Data from a point labeling set
==*==
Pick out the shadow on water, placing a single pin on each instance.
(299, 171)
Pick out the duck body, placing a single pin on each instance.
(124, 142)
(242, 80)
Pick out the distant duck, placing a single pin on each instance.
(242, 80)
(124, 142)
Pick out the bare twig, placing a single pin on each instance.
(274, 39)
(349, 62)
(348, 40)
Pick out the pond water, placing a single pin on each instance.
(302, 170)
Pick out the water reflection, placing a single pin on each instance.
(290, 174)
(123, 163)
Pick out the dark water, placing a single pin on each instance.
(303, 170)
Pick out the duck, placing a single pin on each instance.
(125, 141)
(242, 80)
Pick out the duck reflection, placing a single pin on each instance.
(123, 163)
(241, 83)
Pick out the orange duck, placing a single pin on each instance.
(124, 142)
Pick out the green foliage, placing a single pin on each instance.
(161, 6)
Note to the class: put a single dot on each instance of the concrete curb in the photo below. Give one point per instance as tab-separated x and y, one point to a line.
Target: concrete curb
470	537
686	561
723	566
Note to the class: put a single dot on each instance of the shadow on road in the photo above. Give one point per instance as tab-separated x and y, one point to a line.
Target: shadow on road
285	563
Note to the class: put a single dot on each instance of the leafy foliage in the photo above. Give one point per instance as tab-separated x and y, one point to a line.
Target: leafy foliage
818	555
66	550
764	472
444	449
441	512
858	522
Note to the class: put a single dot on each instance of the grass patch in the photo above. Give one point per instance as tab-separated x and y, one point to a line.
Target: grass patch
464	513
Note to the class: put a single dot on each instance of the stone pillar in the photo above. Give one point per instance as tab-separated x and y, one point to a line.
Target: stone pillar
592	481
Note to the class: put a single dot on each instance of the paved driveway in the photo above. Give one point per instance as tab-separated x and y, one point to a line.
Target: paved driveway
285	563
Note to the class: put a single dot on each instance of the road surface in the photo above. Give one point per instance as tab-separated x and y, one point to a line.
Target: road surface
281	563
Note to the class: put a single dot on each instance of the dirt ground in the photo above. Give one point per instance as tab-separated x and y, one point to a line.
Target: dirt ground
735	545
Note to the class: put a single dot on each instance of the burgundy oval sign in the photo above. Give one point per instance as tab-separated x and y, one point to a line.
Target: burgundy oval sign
==*==
▶ _Work required_
Please rewrite the data above, replacing "Pick out" with "Locate" every time it appears and keeping everything else the same.

▶ _Result_
Locate the shadow on water, placing a single pin on each instance.
(299, 171)
Locate the duck body, placing a single pin on each instance.
(124, 142)
(242, 80)
Locate the distant duck, placing a single pin on each instance.
(242, 80)
(124, 142)
Locate the bare twig, placing a single pin on each instance.
(274, 39)
(349, 62)
(348, 40)
Locate the pond water, placing a single pin on each instance.
(302, 170)
Locate the water reflection, placing a single pin on each instance.
(290, 174)
(123, 163)
Locate the dark water, placing a single pin on each instance.
(303, 170)
Locate the duck, placing a single pin on each instance.
(125, 141)
(242, 80)
Locate the duck reflection, placing a single pin on each instance.
(123, 163)
(241, 83)
Locate the orange duck, placing a single pin on each instance.
(124, 142)
Locate the green foliage, placing a single pin on each instance.
(161, 6)
Note to the class: put a single dot on each instance of the concrete curb in the photo below. Give one point per instance as tab-separated x and y, one point to a line.
Target: concrete curb
470	537
686	561
723	566
Note to the class: put a single dot on each instance of the shadow on road in the photo above. Give one point per instance as tab-separated x and y, one point to a line.
Target: shadow on road
285	563
Note to the class: put a single dot on each instance of the leafy foliage in the photo above. Give one point per instance as tab-separated x and y, one point to a line.
Target: leafy foliage
818	555
66	550
764	472
444	449
441	512
858	522
Note to the class: put a single dot on each instance of the grass patch in the photo above. Give one point per instance as tab-separated x and y, one point to a line.
Target: grass patch
464	513
Note to the class: put a single dot on each instance of the stone pillar in the photo above. Give one point per instance as tab-separated x and y, one point to a line.
Target: stone pillar
592	481
Note to the class: put a single dot on each instance of the paved driveway in the photo above. Give one point per instance as tab-separated x and y, one point to a line.
Target: paved driveway
285	563
Note to the class: put a single dot on each instance of the road surface in the photo above. Give one point per instance as tab-separated x and y, one point to a line.
Target: road surface
281	563
Note to the class: put a single dot on each instance of the dirt ground in the photo above. Give one point per instance as tab-separated x and y, one point to a line.
Target: dirt ground
735	545
Note to the class: put a single dot on each instance of the burgundy oval sign in the photo above. Give one point per instance as tab-separated x and y, one point to a line.
Target: burgundy oval sign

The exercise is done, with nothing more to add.